_Texte cité_
════

19      La règle 40, paragraphe 5, du règlement n° 2868/95 dispose que l’OHMI, dans le cas d’une demande en déchéance, impartit au titulaire de la marque communautaire en cause un délai dans lequel celui-ci apporte la preuve de l’usage de ladite marque. Si la preuve n’est pas apportée dans le délai imparti, la déchéance de cette marque est prononcée. Au titre de la règle 22, paragraphe 3, du règlement n° 2868/95, qui est applicable aux demandes en déchéance en vertu de la règle 40, paragraphe 5, du même règlement, la preuve de l’usage de la marque doit porter sur le lieu, la durée, l’importance et la nature de l’usage qui en a été fait.

20      La ratio legis de l’exigence selon lequel une marque doit avoir fait l’objet d’un usage sérieux pour être protégée au titre du droit de l’Union réside dans le fait que le registre de l’OHMI ne saurait être assimilé à un dépôt stratégique et statique conférant à un détenteur inactif un monopole légal d’une durée indéterminée. Au contraire, ledit registre devrait refléter fidèlement les indications que les entreprises utilisent effectivement sur le marché pour distinguer leurs produits et services dans la vie économique (voir, en ce sens et par analogie, ordonnance du 27 janvier 2004, La Mer Technology, C‑259/02, Rec, EU:C:2004:50, points 18 à 22).

21      Une marque fait l’objet d’un usage sérieux lorsqu’elle est utilisée, conformément à sa fonction essentielle qui est de garantir l’identité d’origine des produits ou des services pour lesquels elle a été enregistrée, aux fins de créer ou de conserver un débouché pour ces produits et services, à l’exclusion d’usages à caractère symbolique ayant pour seul objet le maintien des droits conférés par la marque (voir, par analogie, arrêt du 11 mars 2003, Ansul, C‑40/01, Rec, EU:C:2003:145, point 43). De plus, la condition relative à l’usage sérieux de la marque exige que celle-ci, telle qu’elle est protégée sur le territoire pertinent, soit utilisée publiquement et vers l’extérieur [arrêt du 8 juillet 2004, Sunrider/OHMI – Espadafor caba (VITAFRUIT), T‑203/02, Rec, EU:T:2004:225, point 39 ; voir également, en ce sens et par analogie, arrêt Ansul, précité, EU:C:2003 :145, point 37].

════

_Données extraites_
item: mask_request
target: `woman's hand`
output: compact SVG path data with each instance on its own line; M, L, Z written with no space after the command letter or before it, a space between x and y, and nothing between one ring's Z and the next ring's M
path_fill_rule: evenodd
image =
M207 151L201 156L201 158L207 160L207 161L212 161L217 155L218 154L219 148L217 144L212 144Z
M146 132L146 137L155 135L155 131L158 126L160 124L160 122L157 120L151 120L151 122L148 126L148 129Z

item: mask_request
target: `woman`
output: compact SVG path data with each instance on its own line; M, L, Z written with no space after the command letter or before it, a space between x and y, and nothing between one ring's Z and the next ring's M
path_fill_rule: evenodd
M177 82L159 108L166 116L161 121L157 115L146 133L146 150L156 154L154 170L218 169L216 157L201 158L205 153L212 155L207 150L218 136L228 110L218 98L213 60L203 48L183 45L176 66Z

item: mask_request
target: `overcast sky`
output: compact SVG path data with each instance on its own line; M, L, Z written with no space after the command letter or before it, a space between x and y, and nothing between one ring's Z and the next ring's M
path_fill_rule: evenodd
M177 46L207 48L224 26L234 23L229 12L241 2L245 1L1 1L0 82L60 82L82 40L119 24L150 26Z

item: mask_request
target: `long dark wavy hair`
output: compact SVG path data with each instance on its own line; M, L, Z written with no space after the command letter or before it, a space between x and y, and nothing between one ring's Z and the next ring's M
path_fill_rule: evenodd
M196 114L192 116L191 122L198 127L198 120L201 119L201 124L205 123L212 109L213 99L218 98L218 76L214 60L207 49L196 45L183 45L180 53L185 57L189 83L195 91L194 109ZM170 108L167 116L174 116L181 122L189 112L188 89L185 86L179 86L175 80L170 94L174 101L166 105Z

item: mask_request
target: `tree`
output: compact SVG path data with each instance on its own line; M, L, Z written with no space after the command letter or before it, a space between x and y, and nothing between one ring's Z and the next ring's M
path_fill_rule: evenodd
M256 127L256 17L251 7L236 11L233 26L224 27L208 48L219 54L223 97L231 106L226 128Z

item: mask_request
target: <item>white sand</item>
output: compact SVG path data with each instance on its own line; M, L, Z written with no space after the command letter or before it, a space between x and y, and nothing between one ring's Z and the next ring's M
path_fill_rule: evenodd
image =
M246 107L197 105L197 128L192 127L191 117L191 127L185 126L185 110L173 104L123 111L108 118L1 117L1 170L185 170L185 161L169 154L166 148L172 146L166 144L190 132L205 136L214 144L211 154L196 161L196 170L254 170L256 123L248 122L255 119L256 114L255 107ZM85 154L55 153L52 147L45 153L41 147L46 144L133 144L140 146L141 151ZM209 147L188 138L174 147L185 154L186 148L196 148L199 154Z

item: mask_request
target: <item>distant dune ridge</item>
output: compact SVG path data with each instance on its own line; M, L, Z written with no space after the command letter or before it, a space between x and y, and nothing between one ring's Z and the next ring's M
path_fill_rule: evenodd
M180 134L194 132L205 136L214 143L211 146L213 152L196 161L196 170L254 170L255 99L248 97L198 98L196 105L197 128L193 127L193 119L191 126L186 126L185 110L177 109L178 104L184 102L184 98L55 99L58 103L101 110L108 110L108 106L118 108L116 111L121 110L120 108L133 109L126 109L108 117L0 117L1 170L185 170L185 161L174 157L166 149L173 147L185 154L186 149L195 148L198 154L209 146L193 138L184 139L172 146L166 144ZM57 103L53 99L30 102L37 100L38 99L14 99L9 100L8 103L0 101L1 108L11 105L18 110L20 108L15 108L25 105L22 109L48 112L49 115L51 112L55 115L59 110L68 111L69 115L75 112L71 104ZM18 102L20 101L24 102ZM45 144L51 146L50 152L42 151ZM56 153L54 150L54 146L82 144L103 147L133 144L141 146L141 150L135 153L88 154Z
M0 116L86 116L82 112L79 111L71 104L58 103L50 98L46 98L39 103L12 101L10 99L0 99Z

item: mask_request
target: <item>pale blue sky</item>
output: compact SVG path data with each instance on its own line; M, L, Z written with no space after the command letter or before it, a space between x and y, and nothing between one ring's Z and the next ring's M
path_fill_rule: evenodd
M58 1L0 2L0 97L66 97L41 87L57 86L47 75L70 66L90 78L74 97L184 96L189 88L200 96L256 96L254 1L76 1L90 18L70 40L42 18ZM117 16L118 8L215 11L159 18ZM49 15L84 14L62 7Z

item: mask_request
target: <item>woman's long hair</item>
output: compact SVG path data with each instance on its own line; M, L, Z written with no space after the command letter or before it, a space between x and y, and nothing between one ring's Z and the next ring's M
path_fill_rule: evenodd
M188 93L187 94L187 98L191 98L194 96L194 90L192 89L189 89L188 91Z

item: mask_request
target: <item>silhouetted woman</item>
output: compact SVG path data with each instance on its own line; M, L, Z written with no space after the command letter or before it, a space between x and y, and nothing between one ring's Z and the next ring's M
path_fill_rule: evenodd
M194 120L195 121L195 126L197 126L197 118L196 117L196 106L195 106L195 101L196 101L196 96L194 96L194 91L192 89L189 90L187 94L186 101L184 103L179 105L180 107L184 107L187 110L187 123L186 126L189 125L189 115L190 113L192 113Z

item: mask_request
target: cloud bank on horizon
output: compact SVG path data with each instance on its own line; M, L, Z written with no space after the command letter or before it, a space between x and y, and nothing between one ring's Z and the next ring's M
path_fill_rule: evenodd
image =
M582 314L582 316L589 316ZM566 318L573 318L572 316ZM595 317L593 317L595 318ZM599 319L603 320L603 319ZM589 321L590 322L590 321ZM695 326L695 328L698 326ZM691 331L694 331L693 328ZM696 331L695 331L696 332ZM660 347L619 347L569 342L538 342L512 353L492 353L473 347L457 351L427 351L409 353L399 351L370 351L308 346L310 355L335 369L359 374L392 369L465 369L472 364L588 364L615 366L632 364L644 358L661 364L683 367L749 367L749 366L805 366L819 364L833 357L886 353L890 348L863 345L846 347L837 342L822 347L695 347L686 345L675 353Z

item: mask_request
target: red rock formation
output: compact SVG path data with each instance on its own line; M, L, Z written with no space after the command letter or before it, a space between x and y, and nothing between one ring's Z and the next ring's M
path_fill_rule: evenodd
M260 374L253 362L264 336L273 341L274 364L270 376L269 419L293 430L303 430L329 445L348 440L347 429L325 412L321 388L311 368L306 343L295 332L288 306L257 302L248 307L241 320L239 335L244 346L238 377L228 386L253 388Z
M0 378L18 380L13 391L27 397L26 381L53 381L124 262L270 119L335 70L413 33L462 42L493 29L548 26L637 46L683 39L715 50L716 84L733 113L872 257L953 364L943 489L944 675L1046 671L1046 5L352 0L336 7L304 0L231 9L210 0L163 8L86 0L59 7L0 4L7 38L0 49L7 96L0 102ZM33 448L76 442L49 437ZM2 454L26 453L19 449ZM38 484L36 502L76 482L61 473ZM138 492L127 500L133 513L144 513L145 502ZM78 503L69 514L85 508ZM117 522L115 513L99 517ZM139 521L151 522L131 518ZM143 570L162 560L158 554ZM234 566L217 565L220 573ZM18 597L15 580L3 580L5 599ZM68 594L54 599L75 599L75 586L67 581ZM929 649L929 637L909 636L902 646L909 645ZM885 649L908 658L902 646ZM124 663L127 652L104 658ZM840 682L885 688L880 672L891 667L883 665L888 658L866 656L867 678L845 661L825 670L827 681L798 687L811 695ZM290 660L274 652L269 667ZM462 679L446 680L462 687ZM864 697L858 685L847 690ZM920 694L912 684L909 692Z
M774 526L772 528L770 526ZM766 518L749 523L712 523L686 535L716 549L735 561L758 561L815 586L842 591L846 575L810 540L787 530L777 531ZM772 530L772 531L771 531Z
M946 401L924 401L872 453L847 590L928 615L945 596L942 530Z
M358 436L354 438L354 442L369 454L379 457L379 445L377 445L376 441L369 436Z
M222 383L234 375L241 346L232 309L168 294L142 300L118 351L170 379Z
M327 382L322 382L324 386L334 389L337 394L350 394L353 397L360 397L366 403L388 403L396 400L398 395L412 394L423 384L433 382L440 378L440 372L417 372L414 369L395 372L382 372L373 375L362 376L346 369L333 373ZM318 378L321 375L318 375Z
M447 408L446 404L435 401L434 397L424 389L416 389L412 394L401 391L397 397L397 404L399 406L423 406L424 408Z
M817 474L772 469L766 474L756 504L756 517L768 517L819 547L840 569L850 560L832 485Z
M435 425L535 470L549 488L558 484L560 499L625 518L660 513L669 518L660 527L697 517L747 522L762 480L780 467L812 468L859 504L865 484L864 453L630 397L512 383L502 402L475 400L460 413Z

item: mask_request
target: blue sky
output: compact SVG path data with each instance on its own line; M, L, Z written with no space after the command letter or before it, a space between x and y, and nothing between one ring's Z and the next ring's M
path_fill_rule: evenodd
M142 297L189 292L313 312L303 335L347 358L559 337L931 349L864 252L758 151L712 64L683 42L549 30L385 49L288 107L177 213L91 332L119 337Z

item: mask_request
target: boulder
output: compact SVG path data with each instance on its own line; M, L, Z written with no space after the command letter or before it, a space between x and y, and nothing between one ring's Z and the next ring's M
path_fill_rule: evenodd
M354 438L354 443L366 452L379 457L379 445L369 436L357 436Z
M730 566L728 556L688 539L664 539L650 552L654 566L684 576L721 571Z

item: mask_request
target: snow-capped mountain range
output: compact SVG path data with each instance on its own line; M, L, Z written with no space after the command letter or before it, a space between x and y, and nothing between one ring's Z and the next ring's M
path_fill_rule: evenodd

════

D'après le texte cité, pour quelle raison une marque doit-elle avoir fait l'objet d'un usage sérieux pour être protégée au titre du droit de l'Union ? Répondez en une à trois phrases, s'il vous plaît.

Le registre de l'OHMI ne saurait être assimilé à un dépôt stratégique et statique conférant à un détenteur inactif un monopole légal d'une durée indéterminée. Ce registre doit au contraire refléter fidèlement les indications que les entreprises utilisent effectivement sur le marché pour distinguer leurs produits et services dans la vie économique.